__ЗАДАНИЯ__.
1. Выпишите все вопросы, перечисленные в статье о кредите ЕБРР для Уралтрансбанка перед рассказом Валерия Заводова.
2. Продолжите статью о кредите ЕБРР для Уралтрансбанка после ее последнего предложения.

__ТЕКСТ ДОКУМЕНТА__.
····················

Меню

Как Валерий Заводов убедил акционеров одолжить $12 млн

эксперт Валерий Заводов председатель правления Уралтрансбанка Лично для меня кризис начался с запозданием — в октябре, когда фондовый рынок, слегка выровнявшись, обрушился вновь. А точнее, в тот мо

Прошлой осенью, пока большинство небольших банков боролись за живучесть, екатеринбургский Уралтрансбанк (УТБ) смог договориться с ЕБРР о беззалоговом валютном кредите в $12 млн на десять лет. Председатель правления УТБ Валерий Заводов поясняет: в ситуации неопределенности занять денег у европейского партнера помог опыт 1998 г. и готовность спокойно реагировать на придирки.

эксперт
Валерий Заводов
председатель правления Уралтрансбанка

Как провести due diligence за три дня?
На что обращают внимание западные кредиторы?
Какие выводы из кризиса 1998 г. сработали сегодня?
Какой банк намерен приобрести Уралтрансбанк?

Лично для меня кризис начался с запозданием — в октябре, когда фондовый рынок, слегка выровнявшись, обрушился вновь. А точнее, в тот момент, когда акции Сбербанка обвалились ниже 20 руб. Это фантастика, шок. Честно, я не мог такого представить. Еще была надежда на результаты выборов в США. И действительно, произошел отскок: акции ВТБ подскочили хорошо, Сбер взлетел к 32 руб. Я смотрел на индексы, как все менялось, и думал: «Ну наконец-то все пошло на лад». И вдруг — новое падение. Все, стало ясно: раз уж такие события не влияют, надо настраивать себя на работу в новых условиях.

····················

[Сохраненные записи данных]
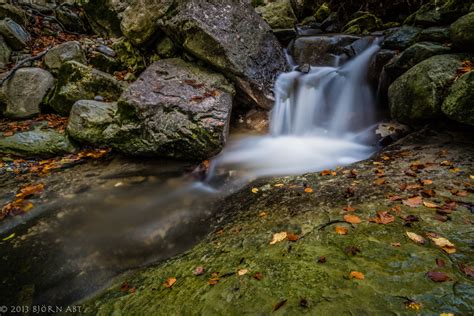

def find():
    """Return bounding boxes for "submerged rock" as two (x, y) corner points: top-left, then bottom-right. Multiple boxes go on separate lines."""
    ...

(49, 61), (126, 115)
(450, 12), (474, 52)
(0, 127), (75, 158)
(111, 59), (234, 160)
(44, 41), (87, 71)
(441, 71), (474, 125)
(388, 55), (463, 123)
(2, 68), (54, 118)
(67, 100), (117, 145)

····················

__РЕЗУЛЬТАТЫ ВЫПОЛНЕНИЯ__.
1.
- Как провести due diligence за три дня?
- На что обращают внимание западные кредиторы?
- Какие выводы из кризиса 1998 г. сработали сегодня?
- Какой банк намерен приобрести Уралтрансбанк?

2.
Банк спасла немногочисленность крупных клиентов

Мысль получить заем у Европейского банка реконструкции и развития (ЕБРР) появилась, когда наши финансовые власти приготовились выделить средства на докапитализацию российских банков. Любой из них мог претендовать на субординированный кредит от ЦБ, при условии что акционеры или третьи лица внесут в капитал эквивалентную сумму. Можно сказать, тут нам повезло: у нас в акционерах ЕБРР. На сегодня это один из немногих институтов развития в мире, которые имеют реальные деньги. Не использовать такой шанс было просто глупо. И я инициировал переговоры: другие банки в тот момент уже начали разваливаться. На этом фоне мы предположили, что получим дополнительный приток клиентов, а в перспективе — и присоединим еще один банк.

Но на этом везение закончилось — начался труд. Чтобы было понятно: переговоры стартовали в октябре, а последнюю подпись под бумагами поставили в середине декабря. Даже на спокойном рынке оформить кредит без обеспечения в такие сроки — нонсенс. А УТБ вообще стал первым, кто в России получил от ЕБРР подобную ссуду в новых экономических условиях. Конечно, мне пришлось много бегать и суетиться: то в Москву, то в Лондон, то здесь. Подталкивать. Но это нормально: кризис — это мобилизация. Он все процессы ускоряет и обостряет.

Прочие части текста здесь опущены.